Excerpt.
--- START ---

So I'm 25, my girlfriend is 21. We have been together a little over a year and I am one lucky guy. She's beautiful, blonde and was when we met a 20 year old virgin. So I hit the jackpot! Her mum is a ballache but she raised a respectful girl and I benefit from that so thanks to her for all

those parties she was never allowed to attend!

 

I'm only writing today because it's our sex life that is a little lacking in truth. Firstly, this girl has NEVER HAD AN ORGASM, we have had bad sex and good sex, any previous partner I have had this hasn't been a concern but with her it is tough. I want her to experience it but try not to apply too much pressure to it. However she has never masterbated before, never had a previously relationship and therefore she doesn't really know how to please herself. I've gone down on her several time, im over the moon to go down on a girl who's untouched and she's brilliant, I'm truly proud of her and willing to work at stuff but my concern is that sexually we are on different levels.

 

She doesn't touch me, she doesn't grab my little man, never had a hand job or blow job, I do stuff to her but it's not really reciprocated, so the problem is that when I am forward with her it's either accept or reject, but she doesn't instigate.

 

 

Anyway.... I recently told her that I was suppressing my own feelings, that I love her and I'm proud of her but in truth, I want to be touched as I would for her. At first she was angry but she understood the next day and we spoke and she said she would try and work on things and understand where I am coming from, however not much has changed thus far.... that said it's been a week and it is

My birthday Sunday.... so I won't jump the gun. I just would love for her to want to touch me or want to masterbate herself with or without me. I've suggested vibrators to help her climax but haven't actually brought one to the bedroom, perhaps I should try.

--- END ---

Data to examine.
--- START ---

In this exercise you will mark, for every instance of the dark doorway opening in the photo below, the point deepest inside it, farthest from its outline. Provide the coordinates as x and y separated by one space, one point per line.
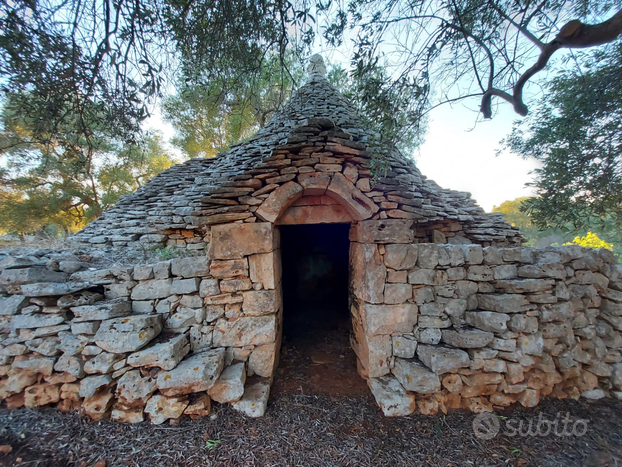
316 356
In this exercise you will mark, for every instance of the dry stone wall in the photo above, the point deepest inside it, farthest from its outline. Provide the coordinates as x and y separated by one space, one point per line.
155 340
440 327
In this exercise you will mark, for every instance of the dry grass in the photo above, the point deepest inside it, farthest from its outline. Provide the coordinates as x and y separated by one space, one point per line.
310 431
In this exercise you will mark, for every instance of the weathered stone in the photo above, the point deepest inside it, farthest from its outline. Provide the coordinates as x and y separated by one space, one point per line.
12 305
387 319
404 346
35 364
260 302
36 320
254 402
197 373
263 359
128 334
234 241
467 338
252 330
223 269
488 320
132 387
151 289
165 355
368 272
92 384
41 394
230 385
400 256
276 203
194 266
415 377
395 294
504 303
391 397
102 310
442 360
161 408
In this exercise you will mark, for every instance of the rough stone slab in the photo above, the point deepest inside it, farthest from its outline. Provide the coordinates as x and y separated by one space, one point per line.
255 400
234 241
388 319
391 397
47 289
195 374
152 289
230 385
442 360
128 334
12 305
36 320
416 377
102 310
165 355
467 338
251 330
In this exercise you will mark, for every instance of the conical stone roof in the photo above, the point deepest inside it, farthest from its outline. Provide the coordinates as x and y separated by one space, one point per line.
201 192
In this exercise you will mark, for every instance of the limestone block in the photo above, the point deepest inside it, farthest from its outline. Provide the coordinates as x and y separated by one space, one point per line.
223 269
134 388
234 241
185 286
82 298
395 294
41 394
102 310
161 408
356 203
276 203
152 289
265 268
488 320
261 302
368 272
442 360
504 303
251 330
71 365
196 373
383 231
391 397
92 384
255 400
230 385
388 319
263 359
209 287
101 363
36 320
35 364
314 183
128 334
165 355
30 275
415 377
194 266
12 304
48 289
467 338
404 346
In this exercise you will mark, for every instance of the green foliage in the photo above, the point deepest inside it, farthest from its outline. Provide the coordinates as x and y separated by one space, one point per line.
577 136
58 177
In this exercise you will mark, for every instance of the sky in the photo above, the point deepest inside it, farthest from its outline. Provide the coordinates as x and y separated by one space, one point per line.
460 153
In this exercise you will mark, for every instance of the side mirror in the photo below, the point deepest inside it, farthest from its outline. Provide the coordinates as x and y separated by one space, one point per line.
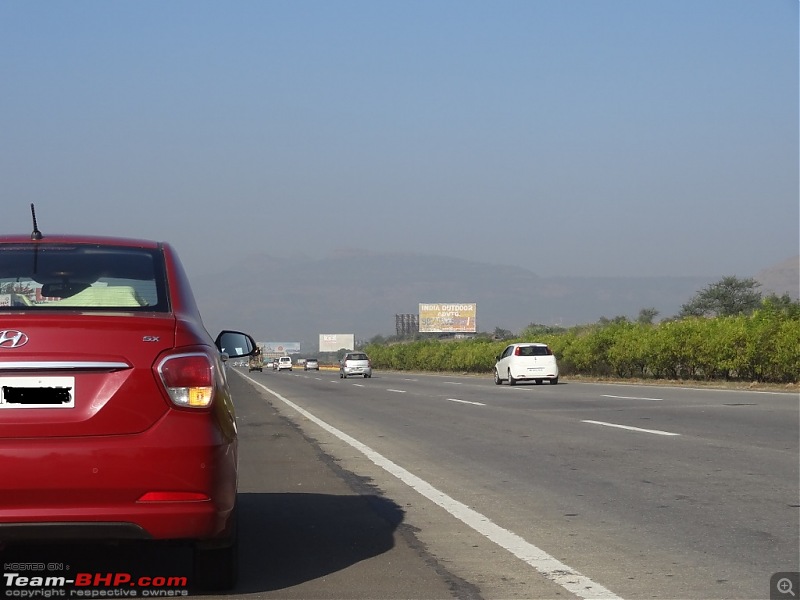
235 344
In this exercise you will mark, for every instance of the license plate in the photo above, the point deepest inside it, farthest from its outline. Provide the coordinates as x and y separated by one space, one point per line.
37 392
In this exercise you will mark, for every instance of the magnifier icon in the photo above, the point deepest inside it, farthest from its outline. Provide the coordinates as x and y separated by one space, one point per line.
784 586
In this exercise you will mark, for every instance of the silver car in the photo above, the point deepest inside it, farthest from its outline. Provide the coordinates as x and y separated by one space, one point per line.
355 363
526 362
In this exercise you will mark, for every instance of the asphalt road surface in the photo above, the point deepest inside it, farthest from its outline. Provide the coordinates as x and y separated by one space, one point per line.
421 486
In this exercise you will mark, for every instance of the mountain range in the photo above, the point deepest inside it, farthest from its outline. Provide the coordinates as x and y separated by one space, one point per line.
360 292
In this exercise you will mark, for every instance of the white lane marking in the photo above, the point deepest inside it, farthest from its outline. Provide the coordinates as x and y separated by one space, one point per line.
631 398
550 567
655 431
466 402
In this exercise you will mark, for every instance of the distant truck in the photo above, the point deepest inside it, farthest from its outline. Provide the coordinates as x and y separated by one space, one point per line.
256 361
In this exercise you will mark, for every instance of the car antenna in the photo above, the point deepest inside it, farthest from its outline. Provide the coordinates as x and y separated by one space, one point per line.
36 235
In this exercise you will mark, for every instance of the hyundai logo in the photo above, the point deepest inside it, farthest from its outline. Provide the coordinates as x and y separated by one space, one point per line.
11 338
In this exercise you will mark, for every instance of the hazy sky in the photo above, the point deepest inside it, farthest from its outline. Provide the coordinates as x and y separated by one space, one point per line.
591 137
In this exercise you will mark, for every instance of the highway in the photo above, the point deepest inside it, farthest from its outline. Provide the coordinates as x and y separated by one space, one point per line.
441 486
574 490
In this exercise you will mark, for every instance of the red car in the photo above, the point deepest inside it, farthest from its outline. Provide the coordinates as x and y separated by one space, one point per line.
116 421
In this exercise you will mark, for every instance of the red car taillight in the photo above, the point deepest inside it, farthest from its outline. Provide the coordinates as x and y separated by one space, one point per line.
189 379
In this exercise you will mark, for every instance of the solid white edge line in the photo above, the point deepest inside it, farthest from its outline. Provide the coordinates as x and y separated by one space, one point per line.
466 402
550 567
628 427
631 398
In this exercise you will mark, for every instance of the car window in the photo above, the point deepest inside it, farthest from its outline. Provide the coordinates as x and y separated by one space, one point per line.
91 277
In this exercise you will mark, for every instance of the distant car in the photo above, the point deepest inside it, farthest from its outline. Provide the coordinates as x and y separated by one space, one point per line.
116 419
355 363
526 362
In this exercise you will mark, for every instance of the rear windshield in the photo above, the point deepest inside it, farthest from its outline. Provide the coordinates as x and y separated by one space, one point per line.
534 351
81 276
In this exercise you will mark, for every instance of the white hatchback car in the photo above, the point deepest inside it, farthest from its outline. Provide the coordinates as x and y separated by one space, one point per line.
526 362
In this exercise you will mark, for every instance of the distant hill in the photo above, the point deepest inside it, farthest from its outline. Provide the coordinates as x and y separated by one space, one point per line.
780 279
360 292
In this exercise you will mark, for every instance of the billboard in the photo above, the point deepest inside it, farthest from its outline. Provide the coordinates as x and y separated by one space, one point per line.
333 342
448 318
280 347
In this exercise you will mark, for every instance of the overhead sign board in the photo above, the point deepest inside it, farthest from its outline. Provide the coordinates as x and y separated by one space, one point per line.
448 318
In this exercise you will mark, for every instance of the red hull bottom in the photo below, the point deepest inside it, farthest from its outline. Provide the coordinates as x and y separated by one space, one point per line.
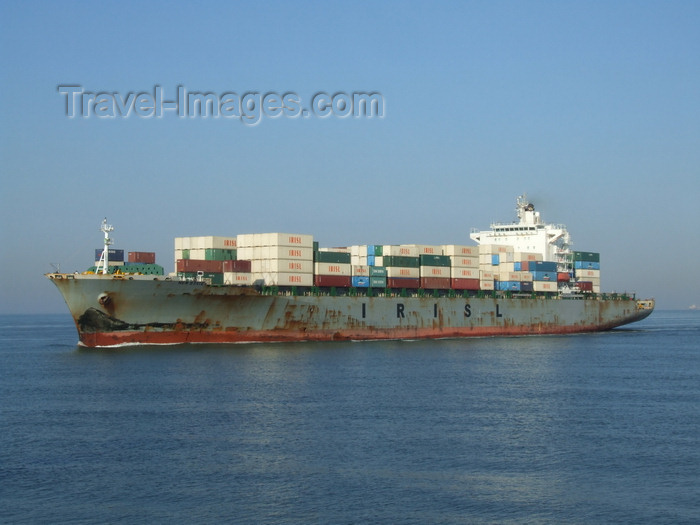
158 337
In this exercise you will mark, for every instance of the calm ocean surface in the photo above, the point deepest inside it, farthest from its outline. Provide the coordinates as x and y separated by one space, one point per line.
601 428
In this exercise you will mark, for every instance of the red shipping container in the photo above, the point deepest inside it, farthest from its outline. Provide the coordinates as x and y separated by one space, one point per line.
142 257
241 266
465 284
435 283
195 265
403 282
339 281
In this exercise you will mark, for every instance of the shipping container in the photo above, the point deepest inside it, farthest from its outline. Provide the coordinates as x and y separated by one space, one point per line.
236 266
544 276
377 282
585 286
507 286
541 266
360 281
402 272
344 270
424 249
464 273
436 271
142 257
276 239
398 282
360 270
377 271
283 279
486 284
542 286
586 265
434 260
435 283
458 261
238 278
587 274
195 265
332 257
456 250
399 260
338 281
465 284
586 256
213 277
400 251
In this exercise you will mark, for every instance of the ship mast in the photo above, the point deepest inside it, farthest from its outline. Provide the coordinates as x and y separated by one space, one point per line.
104 258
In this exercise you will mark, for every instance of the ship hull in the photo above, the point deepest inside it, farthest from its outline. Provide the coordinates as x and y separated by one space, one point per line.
112 311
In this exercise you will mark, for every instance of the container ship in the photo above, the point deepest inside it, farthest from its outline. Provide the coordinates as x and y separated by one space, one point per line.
518 278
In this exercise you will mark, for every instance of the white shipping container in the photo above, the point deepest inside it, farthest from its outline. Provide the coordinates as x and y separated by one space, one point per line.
400 271
284 278
281 265
459 250
286 252
240 278
464 273
336 250
425 249
492 249
341 269
486 285
464 262
435 271
404 250
587 275
275 239
544 286
526 256
360 270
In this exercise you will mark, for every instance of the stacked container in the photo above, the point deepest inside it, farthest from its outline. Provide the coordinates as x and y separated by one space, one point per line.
587 271
332 267
402 266
279 259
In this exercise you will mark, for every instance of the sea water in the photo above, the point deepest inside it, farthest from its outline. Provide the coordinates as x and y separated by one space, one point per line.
595 428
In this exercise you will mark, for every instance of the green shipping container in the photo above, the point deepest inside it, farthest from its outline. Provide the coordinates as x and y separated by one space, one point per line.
377 282
377 271
435 260
586 256
216 278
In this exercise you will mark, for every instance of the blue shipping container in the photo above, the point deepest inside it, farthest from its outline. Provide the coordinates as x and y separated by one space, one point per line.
508 286
542 266
544 276
360 281
586 265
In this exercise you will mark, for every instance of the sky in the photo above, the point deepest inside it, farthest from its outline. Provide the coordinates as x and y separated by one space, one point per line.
590 108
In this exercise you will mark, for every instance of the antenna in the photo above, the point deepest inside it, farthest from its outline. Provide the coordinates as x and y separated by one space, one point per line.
104 258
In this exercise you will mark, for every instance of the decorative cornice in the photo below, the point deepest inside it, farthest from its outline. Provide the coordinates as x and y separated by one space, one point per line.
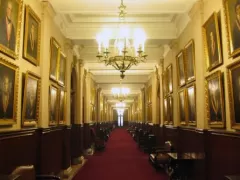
47 7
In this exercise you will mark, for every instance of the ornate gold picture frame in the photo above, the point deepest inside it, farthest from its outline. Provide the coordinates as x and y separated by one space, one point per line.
233 72
181 69
53 104
62 69
212 42
170 110
189 52
170 78
165 111
32 36
31 99
182 107
9 81
215 100
11 14
54 58
62 107
191 105
232 19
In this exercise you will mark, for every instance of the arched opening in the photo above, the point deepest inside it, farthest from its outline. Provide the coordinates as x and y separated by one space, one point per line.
73 95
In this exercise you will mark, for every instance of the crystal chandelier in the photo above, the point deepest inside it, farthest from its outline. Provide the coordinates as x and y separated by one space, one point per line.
120 93
127 48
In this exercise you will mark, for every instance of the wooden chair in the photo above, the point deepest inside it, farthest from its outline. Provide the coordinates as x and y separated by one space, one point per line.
159 157
28 173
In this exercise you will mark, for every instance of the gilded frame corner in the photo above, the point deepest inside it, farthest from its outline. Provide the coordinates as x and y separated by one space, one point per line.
191 122
188 78
62 121
54 43
214 18
31 122
183 123
181 54
5 50
61 83
13 120
232 110
52 87
170 81
29 12
231 51
215 123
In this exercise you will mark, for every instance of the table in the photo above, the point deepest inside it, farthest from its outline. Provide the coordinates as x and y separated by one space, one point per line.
182 164
232 177
7 177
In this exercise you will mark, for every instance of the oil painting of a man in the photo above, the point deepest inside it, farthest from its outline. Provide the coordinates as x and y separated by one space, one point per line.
8 23
31 99
6 92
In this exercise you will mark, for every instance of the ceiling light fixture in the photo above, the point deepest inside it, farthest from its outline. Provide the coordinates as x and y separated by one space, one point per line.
120 93
127 49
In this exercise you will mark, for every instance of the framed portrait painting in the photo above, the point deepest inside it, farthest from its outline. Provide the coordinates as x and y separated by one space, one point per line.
53 104
32 36
170 110
181 70
234 93
165 83
212 43
10 26
54 58
190 61
165 111
170 79
31 99
232 19
62 105
191 104
182 107
62 69
9 75
215 100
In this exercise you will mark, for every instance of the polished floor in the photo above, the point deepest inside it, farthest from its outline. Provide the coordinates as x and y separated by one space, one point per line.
121 160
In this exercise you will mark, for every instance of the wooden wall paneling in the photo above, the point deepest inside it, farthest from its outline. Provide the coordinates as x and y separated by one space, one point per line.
193 140
17 148
66 155
51 150
171 134
76 141
223 154
87 136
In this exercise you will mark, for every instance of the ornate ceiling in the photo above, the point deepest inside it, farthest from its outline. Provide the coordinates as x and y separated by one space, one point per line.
82 20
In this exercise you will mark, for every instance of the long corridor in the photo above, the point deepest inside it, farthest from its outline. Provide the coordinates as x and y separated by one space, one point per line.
121 160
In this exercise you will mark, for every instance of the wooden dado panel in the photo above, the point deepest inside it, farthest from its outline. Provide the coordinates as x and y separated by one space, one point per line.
223 150
17 148
87 136
191 140
51 151
66 147
170 133
76 141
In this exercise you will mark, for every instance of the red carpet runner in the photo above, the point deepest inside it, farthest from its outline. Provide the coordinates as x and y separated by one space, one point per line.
121 160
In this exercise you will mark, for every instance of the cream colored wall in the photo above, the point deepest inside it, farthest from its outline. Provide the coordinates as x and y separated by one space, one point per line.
48 30
199 14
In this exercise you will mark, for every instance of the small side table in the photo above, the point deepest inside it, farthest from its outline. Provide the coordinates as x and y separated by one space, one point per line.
232 177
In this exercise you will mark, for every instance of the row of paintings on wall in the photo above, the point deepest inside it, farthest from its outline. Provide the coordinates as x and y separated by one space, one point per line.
10 25
215 106
9 83
212 38
186 64
168 81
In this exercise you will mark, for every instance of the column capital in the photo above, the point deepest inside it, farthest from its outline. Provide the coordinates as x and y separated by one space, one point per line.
46 7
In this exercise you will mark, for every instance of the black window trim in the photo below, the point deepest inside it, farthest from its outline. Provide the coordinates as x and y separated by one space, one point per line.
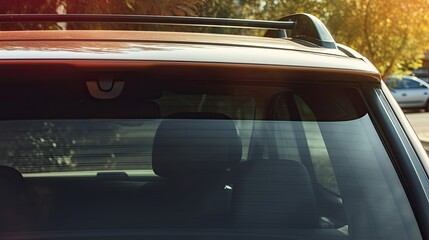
384 109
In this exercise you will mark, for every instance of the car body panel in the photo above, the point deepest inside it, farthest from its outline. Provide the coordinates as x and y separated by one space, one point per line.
37 46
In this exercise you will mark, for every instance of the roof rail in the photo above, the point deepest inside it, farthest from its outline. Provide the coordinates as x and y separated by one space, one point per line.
148 19
308 28
301 26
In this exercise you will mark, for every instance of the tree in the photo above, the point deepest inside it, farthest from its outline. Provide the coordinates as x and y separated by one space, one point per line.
393 38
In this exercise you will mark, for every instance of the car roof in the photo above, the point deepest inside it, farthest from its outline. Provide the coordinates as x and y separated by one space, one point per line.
173 46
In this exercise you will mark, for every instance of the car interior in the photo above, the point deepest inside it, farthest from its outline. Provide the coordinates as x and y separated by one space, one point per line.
174 155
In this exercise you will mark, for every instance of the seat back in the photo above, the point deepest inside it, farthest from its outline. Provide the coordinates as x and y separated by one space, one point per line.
274 194
194 151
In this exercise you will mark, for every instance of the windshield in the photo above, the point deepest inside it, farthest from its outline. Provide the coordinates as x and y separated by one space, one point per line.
212 157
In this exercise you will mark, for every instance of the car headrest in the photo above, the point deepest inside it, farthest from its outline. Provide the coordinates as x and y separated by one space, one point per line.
10 176
195 144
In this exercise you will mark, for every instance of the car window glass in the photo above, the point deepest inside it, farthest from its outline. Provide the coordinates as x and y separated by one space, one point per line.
395 83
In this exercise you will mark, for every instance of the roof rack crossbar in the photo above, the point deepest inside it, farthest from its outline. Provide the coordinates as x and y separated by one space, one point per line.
147 19
303 27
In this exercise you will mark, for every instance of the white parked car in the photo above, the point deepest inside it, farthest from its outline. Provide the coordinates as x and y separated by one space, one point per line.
409 91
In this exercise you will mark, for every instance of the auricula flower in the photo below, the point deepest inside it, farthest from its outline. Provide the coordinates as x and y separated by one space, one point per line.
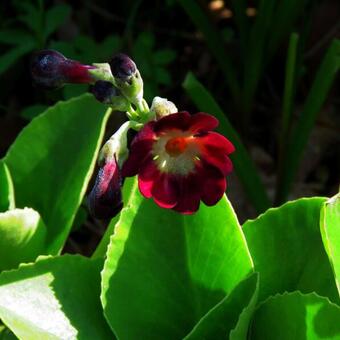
180 161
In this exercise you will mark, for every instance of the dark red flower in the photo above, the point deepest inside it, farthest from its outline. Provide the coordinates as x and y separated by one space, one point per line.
50 70
105 199
180 161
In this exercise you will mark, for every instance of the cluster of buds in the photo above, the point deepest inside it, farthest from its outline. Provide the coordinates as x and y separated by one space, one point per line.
177 157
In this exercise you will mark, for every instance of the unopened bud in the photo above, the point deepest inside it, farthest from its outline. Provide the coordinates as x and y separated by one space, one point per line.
162 107
106 93
105 199
127 78
51 70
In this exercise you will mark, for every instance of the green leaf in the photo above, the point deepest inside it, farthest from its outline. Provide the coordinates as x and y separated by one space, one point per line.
221 319
299 137
54 298
55 17
330 231
296 316
52 160
22 237
286 246
32 111
6 188
164 271
244 166
11 56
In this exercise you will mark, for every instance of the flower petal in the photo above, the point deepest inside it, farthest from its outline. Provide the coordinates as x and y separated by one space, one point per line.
189 195
178 121
164 191
213 140
214 185
148 173
200 122
219 160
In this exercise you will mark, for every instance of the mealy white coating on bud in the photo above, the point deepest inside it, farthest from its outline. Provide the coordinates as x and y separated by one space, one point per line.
102 72
162 107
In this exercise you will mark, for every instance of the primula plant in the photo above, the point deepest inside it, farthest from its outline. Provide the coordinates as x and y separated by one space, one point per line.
174 262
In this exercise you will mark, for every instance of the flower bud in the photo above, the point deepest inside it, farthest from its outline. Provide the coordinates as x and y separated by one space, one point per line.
122 67
51 70
162 107
127 78
105 199
106 93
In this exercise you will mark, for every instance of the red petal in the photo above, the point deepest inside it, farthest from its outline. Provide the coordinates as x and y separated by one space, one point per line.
214 185
213 141
179 121
189 195
202 122
164 191
148 173
219 160
139 152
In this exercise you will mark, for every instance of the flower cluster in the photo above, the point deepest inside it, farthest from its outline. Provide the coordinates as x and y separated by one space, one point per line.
178 158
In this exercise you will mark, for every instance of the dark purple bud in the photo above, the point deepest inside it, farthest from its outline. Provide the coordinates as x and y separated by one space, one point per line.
51 70
122 67
103 91
105 199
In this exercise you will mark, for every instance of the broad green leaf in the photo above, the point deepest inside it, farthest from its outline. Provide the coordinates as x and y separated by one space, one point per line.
52 160
244 166
330 230
22 237
296 316
32 111
221 319
285 244
5 333
54 298
6 188
164 271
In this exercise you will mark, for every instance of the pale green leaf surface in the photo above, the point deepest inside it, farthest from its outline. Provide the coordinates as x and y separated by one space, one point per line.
221 319
22 237
54 298
287 250
164 271
296 316
6 188
52 159
330 230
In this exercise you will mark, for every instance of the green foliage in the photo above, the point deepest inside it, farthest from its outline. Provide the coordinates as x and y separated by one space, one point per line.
22 237
330 230
54 298
296 316
6 188
156 273
287 250
56 154
189 265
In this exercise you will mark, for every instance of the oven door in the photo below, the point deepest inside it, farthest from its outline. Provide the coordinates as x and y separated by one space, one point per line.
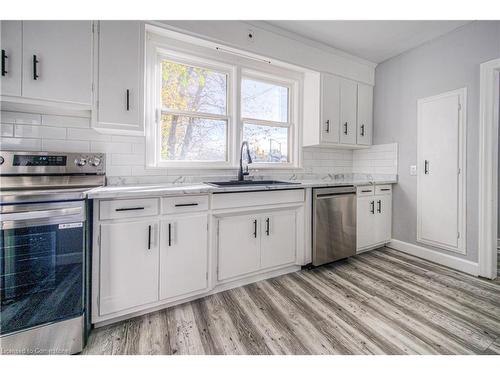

--- END ---

Using the information.
**a)** What ages does the post give, and whose age is each one?
**b)** Can you swap "jackpot" for "lottery" in the post's passage starting at "So I'm 25, my" and ending at "allowed to attend!", and write that passage out?
None of the entries have any bearing on what follows.

Answer list.
**a)**
- 25: the writer's age
- 21: the girlfriend's age
- 20: the girlfriend's age when they met

**b)**
So I'm 25, my girlfriend is 21. We have been together a little over a year and I am one lucky guy. She's beautiful, blonde and was when we met a 20 year old virgin. So I hit the lottery! Her mum is a ballache but she raised a respectful girl and I benefit from that so thanks to her for all

those parties she was never allowed to attend!